• DO THIS: How many lines of the material below contain the string "shirt" with matching case? Reply with the number alone.

• DATA SHOWN:
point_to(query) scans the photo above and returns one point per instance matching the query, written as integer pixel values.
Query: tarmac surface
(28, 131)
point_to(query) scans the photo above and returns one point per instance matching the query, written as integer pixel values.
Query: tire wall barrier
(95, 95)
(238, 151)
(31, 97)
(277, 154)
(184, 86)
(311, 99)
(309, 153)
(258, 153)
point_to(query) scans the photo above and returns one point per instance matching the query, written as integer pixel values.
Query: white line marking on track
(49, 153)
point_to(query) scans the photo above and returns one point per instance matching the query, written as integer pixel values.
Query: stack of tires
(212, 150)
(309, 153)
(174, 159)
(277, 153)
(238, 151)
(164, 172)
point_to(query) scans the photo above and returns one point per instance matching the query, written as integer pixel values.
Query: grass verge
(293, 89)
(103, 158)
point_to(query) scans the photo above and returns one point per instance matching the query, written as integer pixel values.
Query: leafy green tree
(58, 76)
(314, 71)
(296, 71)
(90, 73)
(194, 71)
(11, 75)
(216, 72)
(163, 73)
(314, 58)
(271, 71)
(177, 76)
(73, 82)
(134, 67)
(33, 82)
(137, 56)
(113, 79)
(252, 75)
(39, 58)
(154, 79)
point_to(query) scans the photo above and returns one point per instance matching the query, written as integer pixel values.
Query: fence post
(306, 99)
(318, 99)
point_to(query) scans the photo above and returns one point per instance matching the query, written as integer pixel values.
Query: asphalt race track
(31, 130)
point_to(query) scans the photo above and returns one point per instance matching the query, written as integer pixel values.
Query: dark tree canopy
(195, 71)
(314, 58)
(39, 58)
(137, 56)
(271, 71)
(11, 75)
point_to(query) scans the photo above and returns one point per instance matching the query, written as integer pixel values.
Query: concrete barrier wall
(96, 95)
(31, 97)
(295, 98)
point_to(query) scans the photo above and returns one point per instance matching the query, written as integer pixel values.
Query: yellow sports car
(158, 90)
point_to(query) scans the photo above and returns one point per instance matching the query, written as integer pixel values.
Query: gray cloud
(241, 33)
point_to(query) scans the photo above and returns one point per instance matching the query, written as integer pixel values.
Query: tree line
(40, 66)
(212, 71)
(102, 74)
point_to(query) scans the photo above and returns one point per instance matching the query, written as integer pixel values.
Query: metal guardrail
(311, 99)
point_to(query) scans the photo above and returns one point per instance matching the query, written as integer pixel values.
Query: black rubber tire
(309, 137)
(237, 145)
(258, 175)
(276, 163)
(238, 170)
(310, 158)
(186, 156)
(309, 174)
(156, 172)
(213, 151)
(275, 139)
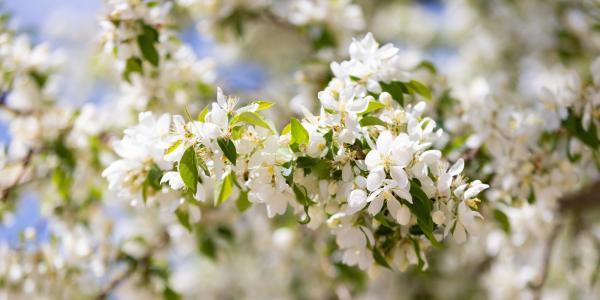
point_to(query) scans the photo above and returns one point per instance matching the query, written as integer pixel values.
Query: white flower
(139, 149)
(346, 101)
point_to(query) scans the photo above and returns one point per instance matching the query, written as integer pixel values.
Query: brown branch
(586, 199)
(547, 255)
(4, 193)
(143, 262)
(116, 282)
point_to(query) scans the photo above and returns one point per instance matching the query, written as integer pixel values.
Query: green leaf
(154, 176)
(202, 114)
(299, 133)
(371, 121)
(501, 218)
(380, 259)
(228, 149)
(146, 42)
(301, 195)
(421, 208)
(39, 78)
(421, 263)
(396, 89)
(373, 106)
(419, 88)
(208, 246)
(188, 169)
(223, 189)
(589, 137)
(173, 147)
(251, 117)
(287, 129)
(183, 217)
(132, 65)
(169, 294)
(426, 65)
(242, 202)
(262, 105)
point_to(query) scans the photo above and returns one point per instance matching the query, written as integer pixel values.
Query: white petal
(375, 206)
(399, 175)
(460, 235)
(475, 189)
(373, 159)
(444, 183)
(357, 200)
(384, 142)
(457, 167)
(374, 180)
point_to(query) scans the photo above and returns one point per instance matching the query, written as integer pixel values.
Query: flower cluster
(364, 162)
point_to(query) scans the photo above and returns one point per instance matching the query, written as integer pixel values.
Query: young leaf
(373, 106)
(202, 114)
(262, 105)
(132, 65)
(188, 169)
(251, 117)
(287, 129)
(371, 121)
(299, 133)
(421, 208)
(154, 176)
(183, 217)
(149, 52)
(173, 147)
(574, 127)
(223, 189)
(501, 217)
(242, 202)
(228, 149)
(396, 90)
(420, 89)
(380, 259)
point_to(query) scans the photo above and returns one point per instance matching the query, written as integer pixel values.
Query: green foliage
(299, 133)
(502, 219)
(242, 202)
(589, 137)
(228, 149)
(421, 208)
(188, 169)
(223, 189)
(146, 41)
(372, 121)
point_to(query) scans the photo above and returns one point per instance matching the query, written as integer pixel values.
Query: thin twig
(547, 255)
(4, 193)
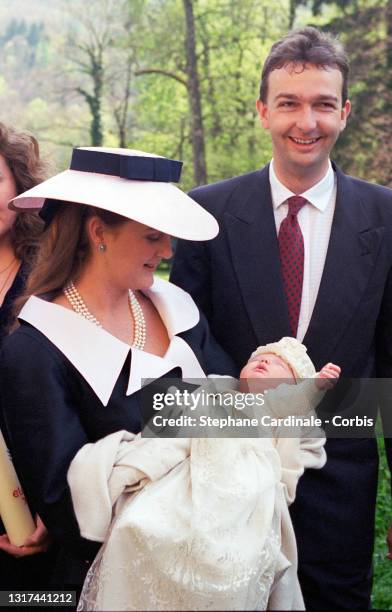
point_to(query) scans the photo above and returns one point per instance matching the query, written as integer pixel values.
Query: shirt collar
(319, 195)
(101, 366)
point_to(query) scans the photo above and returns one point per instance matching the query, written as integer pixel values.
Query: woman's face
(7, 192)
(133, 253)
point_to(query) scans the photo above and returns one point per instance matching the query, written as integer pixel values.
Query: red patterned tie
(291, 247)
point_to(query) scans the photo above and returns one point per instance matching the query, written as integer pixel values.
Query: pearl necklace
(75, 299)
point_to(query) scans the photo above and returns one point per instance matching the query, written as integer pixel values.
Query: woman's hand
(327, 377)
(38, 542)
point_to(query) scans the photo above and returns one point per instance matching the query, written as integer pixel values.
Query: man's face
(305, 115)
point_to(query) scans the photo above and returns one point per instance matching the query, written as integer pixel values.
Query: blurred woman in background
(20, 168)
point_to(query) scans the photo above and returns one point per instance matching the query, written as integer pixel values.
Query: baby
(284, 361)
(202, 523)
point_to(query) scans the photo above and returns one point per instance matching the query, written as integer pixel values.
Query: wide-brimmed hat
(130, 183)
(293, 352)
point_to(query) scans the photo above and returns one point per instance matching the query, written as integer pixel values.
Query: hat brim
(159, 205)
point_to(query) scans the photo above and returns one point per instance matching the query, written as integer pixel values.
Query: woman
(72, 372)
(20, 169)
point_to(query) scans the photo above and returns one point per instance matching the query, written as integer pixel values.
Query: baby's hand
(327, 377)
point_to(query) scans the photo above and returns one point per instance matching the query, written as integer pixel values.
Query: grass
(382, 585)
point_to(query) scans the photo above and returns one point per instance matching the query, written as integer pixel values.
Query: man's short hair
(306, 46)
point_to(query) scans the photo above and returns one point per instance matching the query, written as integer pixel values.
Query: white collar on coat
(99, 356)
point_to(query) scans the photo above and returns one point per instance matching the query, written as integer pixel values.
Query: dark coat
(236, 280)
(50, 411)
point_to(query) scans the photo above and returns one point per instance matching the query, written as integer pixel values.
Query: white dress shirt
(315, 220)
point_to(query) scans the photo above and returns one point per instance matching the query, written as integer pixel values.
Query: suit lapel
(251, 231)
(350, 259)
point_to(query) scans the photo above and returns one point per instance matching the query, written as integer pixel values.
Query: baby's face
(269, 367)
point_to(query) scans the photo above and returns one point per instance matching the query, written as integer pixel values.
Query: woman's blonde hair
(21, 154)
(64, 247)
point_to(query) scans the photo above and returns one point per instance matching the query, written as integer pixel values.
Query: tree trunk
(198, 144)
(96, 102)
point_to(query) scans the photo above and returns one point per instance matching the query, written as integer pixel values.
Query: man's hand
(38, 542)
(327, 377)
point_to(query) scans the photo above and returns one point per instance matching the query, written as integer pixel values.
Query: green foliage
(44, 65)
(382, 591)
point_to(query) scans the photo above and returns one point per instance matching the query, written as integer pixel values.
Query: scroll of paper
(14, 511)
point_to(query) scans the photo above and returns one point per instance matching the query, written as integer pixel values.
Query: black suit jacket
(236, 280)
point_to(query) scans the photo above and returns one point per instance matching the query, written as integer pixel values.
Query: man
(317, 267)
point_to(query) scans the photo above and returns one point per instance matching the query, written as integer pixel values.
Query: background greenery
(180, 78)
--
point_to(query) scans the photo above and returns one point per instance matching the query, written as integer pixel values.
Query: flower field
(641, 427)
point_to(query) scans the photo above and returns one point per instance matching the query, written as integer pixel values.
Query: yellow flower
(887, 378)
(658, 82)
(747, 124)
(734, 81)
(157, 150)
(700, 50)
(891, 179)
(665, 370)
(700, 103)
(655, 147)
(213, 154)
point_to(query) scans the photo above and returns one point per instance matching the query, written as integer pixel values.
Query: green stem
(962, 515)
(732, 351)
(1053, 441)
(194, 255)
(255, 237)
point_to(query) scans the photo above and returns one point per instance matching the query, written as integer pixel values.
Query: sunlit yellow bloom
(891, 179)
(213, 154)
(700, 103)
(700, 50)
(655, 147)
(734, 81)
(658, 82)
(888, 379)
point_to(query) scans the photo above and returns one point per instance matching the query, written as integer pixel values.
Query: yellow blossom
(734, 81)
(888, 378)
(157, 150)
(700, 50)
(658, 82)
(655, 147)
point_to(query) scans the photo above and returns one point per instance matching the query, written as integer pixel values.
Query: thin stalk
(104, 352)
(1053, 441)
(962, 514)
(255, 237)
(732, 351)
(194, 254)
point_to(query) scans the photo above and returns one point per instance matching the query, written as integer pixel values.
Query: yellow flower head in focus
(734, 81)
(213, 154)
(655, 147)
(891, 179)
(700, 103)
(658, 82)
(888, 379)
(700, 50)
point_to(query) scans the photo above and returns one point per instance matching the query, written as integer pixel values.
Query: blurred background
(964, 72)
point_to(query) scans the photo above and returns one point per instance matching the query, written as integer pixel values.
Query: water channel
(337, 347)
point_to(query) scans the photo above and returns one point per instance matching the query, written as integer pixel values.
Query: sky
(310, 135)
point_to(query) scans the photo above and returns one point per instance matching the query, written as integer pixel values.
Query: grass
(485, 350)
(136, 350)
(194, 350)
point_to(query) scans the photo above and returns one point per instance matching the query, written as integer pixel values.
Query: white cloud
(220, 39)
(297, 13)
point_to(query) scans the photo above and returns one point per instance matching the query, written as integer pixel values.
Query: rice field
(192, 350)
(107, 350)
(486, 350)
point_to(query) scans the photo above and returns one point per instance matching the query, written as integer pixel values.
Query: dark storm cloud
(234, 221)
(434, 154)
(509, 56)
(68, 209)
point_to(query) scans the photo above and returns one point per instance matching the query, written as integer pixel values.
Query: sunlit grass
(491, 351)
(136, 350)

• TASK RESULT: 2